Provided data:
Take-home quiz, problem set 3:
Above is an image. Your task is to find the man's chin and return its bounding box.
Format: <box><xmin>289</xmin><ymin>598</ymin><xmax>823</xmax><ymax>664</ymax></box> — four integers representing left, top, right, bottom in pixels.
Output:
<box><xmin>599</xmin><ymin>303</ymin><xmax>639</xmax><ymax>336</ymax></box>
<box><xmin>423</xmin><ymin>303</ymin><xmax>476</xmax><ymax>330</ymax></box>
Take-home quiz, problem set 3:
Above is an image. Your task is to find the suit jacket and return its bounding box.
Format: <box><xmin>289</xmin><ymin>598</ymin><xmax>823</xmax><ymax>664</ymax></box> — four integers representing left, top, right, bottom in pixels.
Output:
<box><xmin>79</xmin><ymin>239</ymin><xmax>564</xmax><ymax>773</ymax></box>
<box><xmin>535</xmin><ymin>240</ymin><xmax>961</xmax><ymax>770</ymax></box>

Task prompt: Only lines with the word "bounding" should be collected from the material.

Response for this exercise:
Above is an image. Your task is to find the man's chin and return its bounding box.
Above is an image. Your task is to find the suit jacket and return its bounding box.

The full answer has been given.